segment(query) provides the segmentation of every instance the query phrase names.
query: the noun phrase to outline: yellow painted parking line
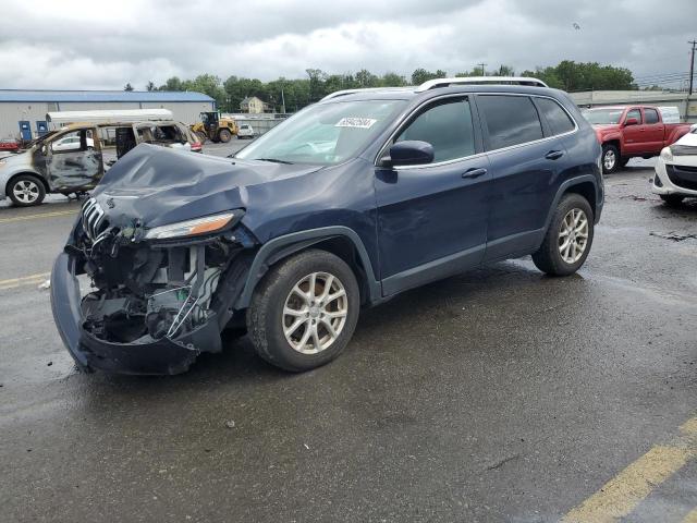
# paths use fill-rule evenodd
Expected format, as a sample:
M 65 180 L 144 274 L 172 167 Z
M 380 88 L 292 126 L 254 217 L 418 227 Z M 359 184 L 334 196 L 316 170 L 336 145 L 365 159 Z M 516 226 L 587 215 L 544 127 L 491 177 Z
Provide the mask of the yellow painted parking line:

#####

- [The problem]:
Rewrite the entries above, replacing "yellow painted parking line" with "white painted crosswalk stripe" and keeping everything else unchanged. Omit the pictures.

- [Output below]:
segment(query) provides the segmentation of every instance the query phrase names.
query: the noun phrase to outline: white painted crosswalk stripe
# paths use fill-rule evenodd
Expected format, as a sample:
M 65 180 L 144 274 L 172 167 Z
M 380 88 L 292 126 L 254 217 L 418 227 Z M 359 184 L 334 196 L 316 170 L 336 145 L 365 159 Z M 516 226 L 587 215 L 544 127 L 491 177 Z
Provide the mask of the white painted crosswalk stripe:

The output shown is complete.